### Given request
Convert the lines of the entries into a numbered list, starting at the line that contains "One point per instance, written like point(596, 336)" and ending at the line that contains "point(51, 345)", with both of those lines included. Leave out any blank lines.

### Input data

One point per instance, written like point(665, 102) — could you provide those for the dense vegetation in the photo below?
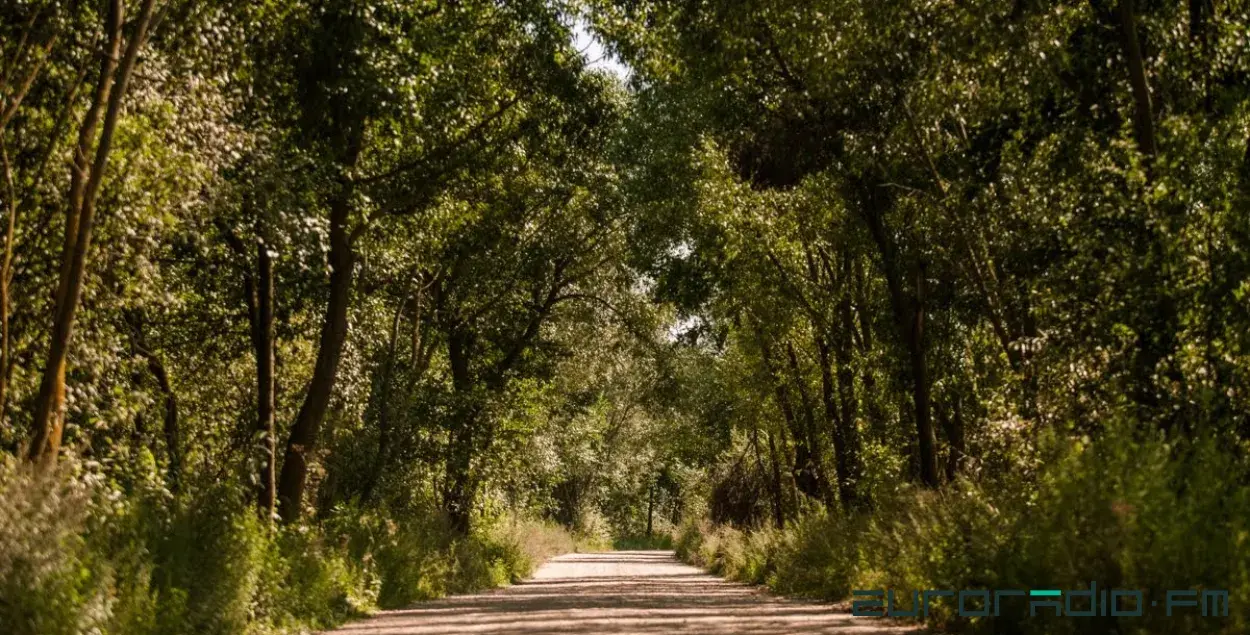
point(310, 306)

* * *

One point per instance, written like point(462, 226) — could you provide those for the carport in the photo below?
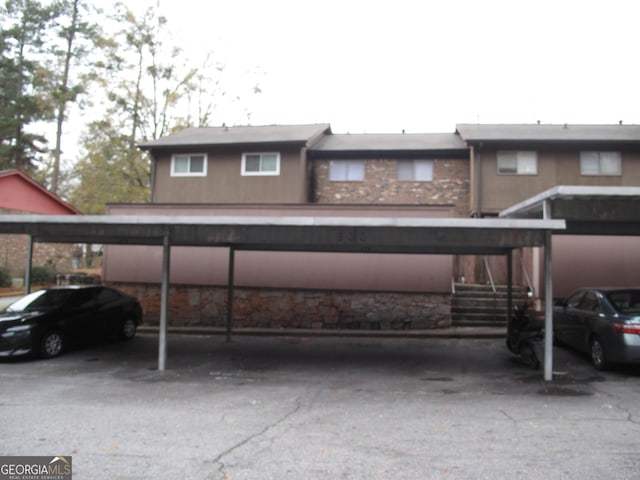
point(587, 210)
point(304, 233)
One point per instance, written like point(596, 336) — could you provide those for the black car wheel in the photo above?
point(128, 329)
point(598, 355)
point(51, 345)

### Response to this exercise
1. One point per instance, written like point(596, 336) — could you provide those for the black car wheel in the photo above?
2. point(128, 329)
3. point(598, 355)
4. point(51, 345)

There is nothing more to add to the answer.